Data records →
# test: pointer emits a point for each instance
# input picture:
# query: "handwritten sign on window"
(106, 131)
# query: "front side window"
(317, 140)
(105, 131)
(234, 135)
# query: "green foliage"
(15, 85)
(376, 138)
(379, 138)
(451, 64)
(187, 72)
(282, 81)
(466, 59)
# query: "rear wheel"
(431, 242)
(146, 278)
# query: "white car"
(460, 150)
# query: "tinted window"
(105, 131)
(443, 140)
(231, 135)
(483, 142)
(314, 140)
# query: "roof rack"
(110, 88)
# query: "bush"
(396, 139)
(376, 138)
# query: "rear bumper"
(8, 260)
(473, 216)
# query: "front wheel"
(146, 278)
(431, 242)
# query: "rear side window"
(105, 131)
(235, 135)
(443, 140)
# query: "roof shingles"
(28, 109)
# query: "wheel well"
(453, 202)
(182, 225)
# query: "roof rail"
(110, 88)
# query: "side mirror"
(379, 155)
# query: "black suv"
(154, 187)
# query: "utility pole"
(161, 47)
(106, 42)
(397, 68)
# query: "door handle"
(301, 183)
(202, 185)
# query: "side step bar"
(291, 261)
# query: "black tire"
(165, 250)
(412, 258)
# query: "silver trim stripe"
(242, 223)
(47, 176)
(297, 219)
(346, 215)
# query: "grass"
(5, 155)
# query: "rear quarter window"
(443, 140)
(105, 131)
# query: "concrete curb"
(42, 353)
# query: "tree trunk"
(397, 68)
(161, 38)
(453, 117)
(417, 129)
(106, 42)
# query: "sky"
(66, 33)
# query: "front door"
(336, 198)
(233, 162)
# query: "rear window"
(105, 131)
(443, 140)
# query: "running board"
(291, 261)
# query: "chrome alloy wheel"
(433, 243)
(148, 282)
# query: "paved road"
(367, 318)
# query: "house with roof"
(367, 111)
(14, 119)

PROBLEM TO SOLVE → Would you write out all of the data again, unchanged?

ANSWER SPACE →
# test: pointer emits a point for each instance
# input picture:
# query: "handwritten sign on window"
(106, 131)
# query: "front side window"
(317, 140)
(105, 131)
(234, 135)
# query: "green foliage"
(15, 85)
(376, 138)
(379, 138)
(451, 64)
(187, 72)
(282, 81)
(466, 59)
# query: "rear wheel"
(431, 242)
(146, 278)
# query: "white car"
(460, 150)
# query: "tinted window"
(105, 131)
(443, 140)
(231, 135)
(483, 142)
(314, 140)
# query: "roof rack"
(110, 88)
# query: "bush"
(396, 139)
(376, 138)
# query: "rear bumper"
(8, 260)
(473, 216)
# query: "front wheel"
(146, 278)
(431, 242)
# query: "rear side window"
(105, 131)
(235, 135)
(443, 140)
# query: "roof shingles"
(28, 109)
# query: "wheel well"
(453, 202)
(182, 225)
# query: "roof rail"
(110, 88)
# query: "side mirror"
(379, 155)
# query: "black suv"
(154, 187)
# query: "utility pole"
(161, 47)
(106, 42)
(397, 68)
# query: "door handle"
(301, 183)
(202, 185)
# query: "side step bar"
(291, 261)
# query: "black tire"
(165, 250)
(412, 258)
# query: "silver trim stripe"
(242, 223)
(47, 176)
(297, 219)
(346, 215)
# query: "grass"
(5, 155)
# query: "rear quarter window"
(443, 140)
(105, 131)
# query: "concrete curb"
(42, 353)
# query: "tree trunk"
(397, 68)
(161, 38)
(453, 117)
(417, 129)
(106, 42)
# query: "sky"
(66, 33)
# query: "front door"
(336, 198)
(233, 162)
# query: "rear window"
(105, 131)
(443, 140)
# query: "running board"
(291, 261)
# query: "chrome alloy wheel"
(433, 243)
(148, 282)
# query: "paved road"
(367, 318)
# query: "house with roof"
(367, 111)
(14, 119)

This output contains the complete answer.